--- What to work on ---
Please count the lines in the rows below that contain the word "Detect" and reply with only that number.

Dataset entries:
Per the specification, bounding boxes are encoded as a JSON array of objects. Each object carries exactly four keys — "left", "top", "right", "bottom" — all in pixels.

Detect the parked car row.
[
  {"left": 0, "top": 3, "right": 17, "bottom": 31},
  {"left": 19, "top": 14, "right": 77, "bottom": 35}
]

--

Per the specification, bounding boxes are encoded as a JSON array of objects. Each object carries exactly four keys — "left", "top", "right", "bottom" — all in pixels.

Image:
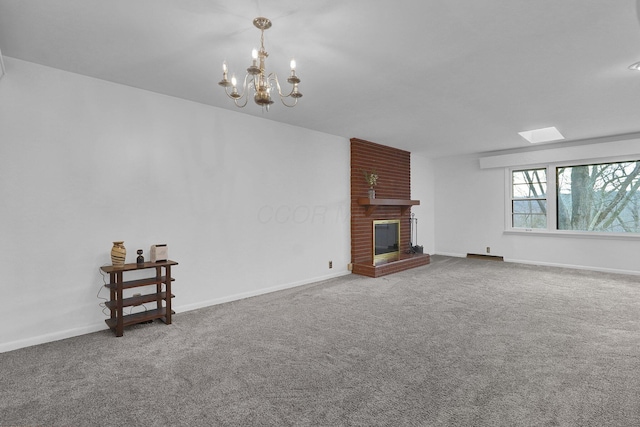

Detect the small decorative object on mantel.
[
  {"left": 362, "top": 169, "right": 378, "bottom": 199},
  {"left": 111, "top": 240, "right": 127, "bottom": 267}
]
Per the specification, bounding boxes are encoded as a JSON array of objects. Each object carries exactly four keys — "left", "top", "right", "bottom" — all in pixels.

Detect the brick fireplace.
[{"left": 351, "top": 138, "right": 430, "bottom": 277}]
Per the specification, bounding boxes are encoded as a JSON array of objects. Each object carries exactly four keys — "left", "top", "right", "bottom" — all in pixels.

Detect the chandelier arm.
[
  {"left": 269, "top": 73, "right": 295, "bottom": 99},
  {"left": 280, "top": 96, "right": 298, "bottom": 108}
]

--- Problem solution ---
4